▶ _Instruction_: Rewrite the part of the records below that opens with the line containing "In the photograph above, where can the white wall" and runs through the end of the records, substituting "most central" for every "deepest" and leaving everything else unchanged.

--- Data section ---

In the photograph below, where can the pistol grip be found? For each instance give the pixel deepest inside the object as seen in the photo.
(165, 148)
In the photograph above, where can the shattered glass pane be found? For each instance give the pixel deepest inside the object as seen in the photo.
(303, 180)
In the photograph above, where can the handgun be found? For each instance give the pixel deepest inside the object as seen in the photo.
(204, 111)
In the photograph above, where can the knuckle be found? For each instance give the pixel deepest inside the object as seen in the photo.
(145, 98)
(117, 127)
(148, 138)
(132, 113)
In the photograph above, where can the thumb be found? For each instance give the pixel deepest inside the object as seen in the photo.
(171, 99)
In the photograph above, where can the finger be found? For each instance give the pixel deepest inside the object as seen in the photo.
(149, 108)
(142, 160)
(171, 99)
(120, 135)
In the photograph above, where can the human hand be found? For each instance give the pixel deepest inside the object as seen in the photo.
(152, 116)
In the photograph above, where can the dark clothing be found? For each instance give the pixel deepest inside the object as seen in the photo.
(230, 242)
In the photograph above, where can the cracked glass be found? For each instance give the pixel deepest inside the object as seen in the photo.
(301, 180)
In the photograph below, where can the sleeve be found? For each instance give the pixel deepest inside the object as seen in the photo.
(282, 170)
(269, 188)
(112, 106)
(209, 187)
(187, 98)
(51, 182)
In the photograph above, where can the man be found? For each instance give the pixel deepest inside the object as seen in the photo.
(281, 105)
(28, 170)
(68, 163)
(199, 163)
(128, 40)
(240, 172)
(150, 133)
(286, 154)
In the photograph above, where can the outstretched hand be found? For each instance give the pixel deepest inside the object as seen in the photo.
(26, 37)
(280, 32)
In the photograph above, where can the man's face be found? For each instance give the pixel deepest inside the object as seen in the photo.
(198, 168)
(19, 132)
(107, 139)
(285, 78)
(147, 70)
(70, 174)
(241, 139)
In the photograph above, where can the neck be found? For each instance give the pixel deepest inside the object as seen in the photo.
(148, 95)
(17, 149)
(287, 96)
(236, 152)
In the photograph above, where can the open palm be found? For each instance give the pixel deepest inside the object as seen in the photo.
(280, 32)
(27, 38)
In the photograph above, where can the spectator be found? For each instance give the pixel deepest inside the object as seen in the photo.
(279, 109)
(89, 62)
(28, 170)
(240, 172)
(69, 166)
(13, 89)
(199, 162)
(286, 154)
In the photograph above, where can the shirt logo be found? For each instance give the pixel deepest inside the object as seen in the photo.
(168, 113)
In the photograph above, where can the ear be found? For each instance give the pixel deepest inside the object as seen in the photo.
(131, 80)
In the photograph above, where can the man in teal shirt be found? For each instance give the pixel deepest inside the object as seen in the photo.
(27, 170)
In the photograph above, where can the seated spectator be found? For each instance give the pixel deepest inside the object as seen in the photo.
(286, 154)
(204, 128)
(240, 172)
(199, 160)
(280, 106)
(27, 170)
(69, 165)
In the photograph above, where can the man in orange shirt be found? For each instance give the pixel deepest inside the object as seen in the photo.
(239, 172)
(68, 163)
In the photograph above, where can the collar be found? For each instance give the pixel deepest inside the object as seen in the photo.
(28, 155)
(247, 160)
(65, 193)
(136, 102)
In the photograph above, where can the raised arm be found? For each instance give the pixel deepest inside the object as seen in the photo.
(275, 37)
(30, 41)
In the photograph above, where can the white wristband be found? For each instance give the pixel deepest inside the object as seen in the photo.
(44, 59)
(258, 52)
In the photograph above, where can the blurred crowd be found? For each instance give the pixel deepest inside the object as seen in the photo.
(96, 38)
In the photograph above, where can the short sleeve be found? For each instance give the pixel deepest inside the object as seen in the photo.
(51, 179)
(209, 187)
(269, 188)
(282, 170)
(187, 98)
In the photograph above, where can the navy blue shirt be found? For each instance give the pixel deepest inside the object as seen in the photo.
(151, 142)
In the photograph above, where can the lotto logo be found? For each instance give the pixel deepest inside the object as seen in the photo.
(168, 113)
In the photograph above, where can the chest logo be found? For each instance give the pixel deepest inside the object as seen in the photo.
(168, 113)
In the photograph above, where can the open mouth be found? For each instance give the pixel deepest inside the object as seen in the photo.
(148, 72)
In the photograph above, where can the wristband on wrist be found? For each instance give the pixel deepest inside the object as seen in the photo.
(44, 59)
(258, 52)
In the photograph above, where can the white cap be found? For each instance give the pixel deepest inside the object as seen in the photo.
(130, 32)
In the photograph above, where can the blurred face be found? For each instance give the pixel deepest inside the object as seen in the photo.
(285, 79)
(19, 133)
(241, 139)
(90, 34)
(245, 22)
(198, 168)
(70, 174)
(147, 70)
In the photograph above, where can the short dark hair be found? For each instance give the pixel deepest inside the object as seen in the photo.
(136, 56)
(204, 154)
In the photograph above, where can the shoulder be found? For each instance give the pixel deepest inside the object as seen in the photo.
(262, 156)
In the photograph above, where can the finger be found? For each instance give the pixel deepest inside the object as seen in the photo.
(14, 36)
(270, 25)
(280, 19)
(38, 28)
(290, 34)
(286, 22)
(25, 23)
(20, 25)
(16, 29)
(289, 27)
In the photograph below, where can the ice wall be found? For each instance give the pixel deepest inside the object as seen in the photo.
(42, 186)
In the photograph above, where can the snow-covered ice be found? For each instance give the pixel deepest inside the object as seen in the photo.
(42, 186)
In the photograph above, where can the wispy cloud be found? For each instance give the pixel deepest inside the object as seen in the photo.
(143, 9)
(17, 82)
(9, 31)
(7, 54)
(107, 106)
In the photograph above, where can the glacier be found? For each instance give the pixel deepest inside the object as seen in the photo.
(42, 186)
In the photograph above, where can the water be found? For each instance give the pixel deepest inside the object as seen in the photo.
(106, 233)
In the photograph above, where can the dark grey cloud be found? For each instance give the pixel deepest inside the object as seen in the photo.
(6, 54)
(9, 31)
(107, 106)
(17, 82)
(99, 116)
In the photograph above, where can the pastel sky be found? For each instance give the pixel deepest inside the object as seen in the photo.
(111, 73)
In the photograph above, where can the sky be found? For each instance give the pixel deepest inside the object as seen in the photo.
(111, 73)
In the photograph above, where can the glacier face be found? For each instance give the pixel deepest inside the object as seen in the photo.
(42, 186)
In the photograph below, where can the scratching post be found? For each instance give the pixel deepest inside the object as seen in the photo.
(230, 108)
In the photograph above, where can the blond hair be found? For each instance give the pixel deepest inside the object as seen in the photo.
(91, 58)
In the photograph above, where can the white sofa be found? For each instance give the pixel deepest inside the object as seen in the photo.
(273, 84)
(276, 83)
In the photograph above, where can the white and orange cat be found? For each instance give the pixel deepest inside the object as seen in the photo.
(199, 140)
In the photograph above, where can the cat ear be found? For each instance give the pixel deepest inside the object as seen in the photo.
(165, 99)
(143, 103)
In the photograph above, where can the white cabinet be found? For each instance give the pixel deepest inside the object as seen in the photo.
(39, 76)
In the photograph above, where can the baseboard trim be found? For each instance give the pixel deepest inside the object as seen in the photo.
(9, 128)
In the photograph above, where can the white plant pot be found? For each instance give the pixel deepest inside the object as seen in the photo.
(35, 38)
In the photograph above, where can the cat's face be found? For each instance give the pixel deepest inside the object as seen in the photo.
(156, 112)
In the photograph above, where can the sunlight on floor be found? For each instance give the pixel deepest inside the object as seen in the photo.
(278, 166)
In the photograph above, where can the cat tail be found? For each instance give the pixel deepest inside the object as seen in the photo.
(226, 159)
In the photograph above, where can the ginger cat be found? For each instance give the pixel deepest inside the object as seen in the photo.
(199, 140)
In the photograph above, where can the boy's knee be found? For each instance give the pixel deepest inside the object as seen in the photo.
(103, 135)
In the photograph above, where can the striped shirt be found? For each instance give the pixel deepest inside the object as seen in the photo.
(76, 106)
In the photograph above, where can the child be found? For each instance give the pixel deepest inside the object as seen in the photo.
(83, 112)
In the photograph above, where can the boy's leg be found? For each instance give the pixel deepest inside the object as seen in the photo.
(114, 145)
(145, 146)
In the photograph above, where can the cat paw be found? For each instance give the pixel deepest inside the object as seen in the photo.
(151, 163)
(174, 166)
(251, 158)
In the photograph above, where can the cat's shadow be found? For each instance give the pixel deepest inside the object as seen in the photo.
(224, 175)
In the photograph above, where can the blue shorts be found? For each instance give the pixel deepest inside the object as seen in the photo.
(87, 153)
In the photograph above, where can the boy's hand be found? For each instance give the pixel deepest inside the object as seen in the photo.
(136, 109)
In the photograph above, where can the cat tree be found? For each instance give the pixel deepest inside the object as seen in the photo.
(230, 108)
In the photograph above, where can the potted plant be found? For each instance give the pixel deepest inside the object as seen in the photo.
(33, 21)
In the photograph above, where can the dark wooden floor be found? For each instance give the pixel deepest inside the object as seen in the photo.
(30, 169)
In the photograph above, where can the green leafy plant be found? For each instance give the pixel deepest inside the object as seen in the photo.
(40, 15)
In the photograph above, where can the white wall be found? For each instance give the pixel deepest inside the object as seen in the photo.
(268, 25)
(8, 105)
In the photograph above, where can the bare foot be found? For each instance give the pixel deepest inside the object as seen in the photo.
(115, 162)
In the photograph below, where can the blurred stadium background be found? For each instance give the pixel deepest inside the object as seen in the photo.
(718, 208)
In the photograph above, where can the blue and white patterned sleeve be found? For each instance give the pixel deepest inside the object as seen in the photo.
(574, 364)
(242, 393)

---

▶ _Correct result_:
In the photograph above, where can the white wall be found? For each instance give the pixel most central inside the object as seen in the photo.
(268, 25)
(8, 105)
In the photograph above, where can the bare foot be found? For each instance give the pixel most central inside the object as seen in the photo.
(115, 162)
In the photograph below, where can the blurred stadium background be found? For each instance give the pixel most central inside the object as seen in the photo.
(718, 208)
In the photograph above, where can the blue and white patterned sleeve be found? For each instance give the pixel most central inside the object as seen in the photo.
(574, 364)
(242, 393)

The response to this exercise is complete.